**SÉRIE D'EXERCICES:**
1 - D'après le passage à étudier, à quelle condition les biomarqueurs sont-ils utiles selon les professeurs Frisoni, Dubois et leurs collègues ?
2 - Recopiez le passage à étudier en commençant par « Une définition clinique » et en poursuivant jusqu'à « et isolement social. ».
3 - Dans le passage à étudier, qu'entend-on par les problèmes de mémoire à court terme que les tests peuvent révéler ?

Une définition clinique et biologique
Selon les professeurs Frisoni, Dubois et leurs collègues, les biomarqueurs ne sont utiles que s’ils sont associés à une consultation médicale multidisciplinaire et à des tests de mémoire. Ces tests peuvent révéler des problèmes de mémoire à court terme, c’est-à-dire l’incapacité de stocker des informations récentes. Les personnes touchées peuvent également perdre leurs repères et être désorientées. Ils ont souvent des difficultés à parler, à trouver leurs mots ou ont un raisonnement moins clair. Enfin, des changements de comportement apparaissent parfois : irritabilité, anxiété, dépression et isolement social.

**DONNÉES FOURNIES:**
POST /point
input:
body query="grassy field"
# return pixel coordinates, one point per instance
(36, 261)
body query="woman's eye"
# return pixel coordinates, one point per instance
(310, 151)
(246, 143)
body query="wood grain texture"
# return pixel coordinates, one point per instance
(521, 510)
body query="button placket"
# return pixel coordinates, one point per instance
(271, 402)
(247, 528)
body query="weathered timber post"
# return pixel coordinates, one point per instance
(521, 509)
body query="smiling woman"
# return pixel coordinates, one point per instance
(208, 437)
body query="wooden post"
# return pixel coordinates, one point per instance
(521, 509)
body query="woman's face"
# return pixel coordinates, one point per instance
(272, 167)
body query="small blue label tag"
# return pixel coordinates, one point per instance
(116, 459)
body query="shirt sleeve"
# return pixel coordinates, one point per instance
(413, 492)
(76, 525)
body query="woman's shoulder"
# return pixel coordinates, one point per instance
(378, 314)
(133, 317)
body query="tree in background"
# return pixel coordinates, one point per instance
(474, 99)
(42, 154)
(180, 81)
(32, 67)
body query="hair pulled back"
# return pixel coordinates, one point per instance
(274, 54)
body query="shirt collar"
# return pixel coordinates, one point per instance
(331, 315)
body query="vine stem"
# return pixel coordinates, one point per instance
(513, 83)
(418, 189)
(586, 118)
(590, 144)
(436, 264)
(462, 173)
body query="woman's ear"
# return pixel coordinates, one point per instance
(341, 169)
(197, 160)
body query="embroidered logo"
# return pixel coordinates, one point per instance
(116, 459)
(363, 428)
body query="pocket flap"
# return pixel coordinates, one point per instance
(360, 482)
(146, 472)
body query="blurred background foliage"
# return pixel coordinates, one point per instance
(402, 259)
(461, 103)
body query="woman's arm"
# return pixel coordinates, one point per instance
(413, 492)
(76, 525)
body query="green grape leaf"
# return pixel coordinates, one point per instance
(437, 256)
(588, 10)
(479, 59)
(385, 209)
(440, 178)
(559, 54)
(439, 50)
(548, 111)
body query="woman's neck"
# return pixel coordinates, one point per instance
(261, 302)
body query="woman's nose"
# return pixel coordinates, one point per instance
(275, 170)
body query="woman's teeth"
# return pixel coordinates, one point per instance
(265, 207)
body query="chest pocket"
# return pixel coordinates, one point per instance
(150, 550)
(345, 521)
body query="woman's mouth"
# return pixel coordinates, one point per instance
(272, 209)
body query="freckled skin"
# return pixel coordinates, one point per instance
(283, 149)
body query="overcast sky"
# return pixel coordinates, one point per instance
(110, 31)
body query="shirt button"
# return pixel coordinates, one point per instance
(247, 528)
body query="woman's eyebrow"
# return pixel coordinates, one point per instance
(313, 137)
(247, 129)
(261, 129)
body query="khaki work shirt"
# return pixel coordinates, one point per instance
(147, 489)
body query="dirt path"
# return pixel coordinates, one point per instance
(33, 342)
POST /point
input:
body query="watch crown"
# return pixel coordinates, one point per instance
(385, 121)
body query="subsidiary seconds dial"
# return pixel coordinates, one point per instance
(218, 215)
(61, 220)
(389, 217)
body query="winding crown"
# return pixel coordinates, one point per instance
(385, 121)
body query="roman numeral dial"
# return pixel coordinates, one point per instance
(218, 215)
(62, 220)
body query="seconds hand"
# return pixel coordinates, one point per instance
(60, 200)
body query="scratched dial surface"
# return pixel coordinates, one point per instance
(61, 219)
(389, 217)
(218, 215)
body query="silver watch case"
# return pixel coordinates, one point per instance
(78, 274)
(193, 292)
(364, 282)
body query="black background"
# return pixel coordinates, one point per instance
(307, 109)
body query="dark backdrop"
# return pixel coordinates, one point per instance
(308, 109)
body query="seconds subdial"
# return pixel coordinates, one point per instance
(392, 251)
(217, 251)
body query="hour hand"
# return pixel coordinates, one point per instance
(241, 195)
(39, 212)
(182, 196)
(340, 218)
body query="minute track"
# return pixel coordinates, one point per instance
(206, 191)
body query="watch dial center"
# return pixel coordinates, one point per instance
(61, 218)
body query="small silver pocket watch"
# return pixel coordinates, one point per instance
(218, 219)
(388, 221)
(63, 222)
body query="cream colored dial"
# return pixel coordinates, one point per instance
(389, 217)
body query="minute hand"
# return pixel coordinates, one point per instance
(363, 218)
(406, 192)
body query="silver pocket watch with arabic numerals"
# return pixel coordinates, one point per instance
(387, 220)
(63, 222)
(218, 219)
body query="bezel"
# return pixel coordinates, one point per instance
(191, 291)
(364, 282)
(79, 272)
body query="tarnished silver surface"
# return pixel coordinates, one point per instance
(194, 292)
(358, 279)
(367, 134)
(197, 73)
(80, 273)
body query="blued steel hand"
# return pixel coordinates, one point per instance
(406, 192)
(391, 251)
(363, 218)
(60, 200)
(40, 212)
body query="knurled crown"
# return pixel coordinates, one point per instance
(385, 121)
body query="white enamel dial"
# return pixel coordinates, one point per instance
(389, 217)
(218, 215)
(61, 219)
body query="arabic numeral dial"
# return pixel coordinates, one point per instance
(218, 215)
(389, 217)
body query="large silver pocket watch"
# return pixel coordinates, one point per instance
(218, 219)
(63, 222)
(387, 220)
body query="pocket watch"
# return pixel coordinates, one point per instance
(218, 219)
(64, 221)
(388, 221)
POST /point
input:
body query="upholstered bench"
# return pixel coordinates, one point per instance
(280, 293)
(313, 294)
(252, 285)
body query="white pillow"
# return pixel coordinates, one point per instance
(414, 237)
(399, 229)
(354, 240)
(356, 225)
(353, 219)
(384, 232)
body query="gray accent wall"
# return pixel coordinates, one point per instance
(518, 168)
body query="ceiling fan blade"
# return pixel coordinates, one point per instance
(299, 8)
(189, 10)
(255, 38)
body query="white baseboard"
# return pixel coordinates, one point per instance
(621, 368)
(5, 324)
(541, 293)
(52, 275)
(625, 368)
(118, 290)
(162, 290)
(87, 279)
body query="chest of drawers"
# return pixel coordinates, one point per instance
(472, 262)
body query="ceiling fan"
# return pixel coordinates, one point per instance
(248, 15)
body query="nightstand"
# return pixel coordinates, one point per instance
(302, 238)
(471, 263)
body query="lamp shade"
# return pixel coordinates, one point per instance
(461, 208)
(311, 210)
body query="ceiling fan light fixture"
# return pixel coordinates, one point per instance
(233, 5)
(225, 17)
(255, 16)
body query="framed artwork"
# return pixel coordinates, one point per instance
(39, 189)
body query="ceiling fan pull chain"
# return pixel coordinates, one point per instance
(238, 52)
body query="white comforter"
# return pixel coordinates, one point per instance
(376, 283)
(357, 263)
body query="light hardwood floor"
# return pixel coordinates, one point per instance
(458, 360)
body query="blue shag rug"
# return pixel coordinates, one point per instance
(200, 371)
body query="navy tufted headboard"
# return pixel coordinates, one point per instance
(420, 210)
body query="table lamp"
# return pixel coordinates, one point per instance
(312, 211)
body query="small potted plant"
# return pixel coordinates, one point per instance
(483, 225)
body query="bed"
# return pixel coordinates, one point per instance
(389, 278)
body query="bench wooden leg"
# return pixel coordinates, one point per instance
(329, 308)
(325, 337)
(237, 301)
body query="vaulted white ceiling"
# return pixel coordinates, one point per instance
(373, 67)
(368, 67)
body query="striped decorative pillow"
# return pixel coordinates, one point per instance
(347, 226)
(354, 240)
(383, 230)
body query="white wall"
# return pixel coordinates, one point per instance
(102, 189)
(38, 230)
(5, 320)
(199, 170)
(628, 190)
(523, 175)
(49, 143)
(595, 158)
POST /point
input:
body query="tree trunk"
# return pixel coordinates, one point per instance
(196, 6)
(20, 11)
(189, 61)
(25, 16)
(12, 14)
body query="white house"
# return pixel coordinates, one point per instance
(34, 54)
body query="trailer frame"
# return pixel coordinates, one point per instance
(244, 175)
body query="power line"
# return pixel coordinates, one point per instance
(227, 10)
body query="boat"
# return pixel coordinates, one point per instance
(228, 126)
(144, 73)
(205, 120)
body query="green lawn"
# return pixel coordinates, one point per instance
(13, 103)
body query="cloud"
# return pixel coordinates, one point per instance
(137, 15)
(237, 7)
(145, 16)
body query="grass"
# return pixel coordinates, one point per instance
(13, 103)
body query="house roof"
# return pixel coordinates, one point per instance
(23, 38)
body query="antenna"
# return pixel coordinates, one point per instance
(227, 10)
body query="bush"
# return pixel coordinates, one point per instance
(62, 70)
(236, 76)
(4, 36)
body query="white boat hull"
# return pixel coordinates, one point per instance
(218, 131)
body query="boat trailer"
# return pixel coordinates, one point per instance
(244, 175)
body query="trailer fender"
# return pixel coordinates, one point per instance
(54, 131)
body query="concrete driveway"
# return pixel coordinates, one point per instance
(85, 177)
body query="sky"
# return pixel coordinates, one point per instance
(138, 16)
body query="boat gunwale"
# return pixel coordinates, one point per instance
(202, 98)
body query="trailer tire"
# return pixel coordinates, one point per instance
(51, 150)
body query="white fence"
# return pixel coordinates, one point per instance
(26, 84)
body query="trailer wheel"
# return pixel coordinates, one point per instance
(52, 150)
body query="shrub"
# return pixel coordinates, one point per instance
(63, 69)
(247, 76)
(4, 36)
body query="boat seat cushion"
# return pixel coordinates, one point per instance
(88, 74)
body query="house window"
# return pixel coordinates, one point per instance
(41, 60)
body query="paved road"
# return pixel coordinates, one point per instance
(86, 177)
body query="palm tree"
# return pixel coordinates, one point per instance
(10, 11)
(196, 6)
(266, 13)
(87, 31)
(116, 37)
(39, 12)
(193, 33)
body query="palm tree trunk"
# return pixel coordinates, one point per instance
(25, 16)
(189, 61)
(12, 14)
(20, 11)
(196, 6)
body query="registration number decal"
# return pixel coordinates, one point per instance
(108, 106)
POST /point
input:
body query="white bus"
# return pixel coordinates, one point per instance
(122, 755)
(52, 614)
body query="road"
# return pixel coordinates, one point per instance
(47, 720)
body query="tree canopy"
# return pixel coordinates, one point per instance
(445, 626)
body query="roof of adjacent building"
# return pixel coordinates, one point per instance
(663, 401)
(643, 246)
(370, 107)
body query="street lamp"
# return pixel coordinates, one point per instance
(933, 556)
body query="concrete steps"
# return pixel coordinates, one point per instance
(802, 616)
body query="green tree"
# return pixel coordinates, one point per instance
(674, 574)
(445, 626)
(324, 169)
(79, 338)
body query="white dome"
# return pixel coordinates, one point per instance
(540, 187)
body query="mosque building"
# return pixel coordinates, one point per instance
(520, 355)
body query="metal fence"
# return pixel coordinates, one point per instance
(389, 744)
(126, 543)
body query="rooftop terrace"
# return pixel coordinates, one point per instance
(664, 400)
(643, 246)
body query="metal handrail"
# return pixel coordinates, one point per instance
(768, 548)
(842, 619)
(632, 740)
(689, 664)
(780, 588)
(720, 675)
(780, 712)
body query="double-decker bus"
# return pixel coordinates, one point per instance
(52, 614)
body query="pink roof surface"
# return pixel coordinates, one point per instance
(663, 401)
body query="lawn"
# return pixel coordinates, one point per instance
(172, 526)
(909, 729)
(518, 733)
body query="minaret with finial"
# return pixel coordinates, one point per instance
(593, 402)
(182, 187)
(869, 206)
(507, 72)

**CORRIGÉ DÉTAILLÉ:**
1 - Ils ne sont utiles que s'ils sont associés à une consultation médicale multidisciplinaire et à des tests de mémoire.

2 -
Une définition clinique et biologique
Selon les professeurs Frisoni, Dubois et leurs collègues, les biomarqueurs ne sont utiles que s’ils sont associés à une consultation médicale multidisciplinaire et à des tests de mémoire. Ces tests peuvent révéler des problèmes de mémoire à court terme, c’est-à-dire l’incapacité de stocker des informations récentes. Les personnes touchées peuvent également perdre leurs repères et être désorientées. Ils ont souvent des difficultés à parler, à trouver leurs mots ou ont un raisonnement moins clair. Enfin, des changements de comportement apparaissent parfois : irritabilité, anxiété, dépression et isolement social.

3 - Il s'agit de l'incapacité de stocker des informations récentes.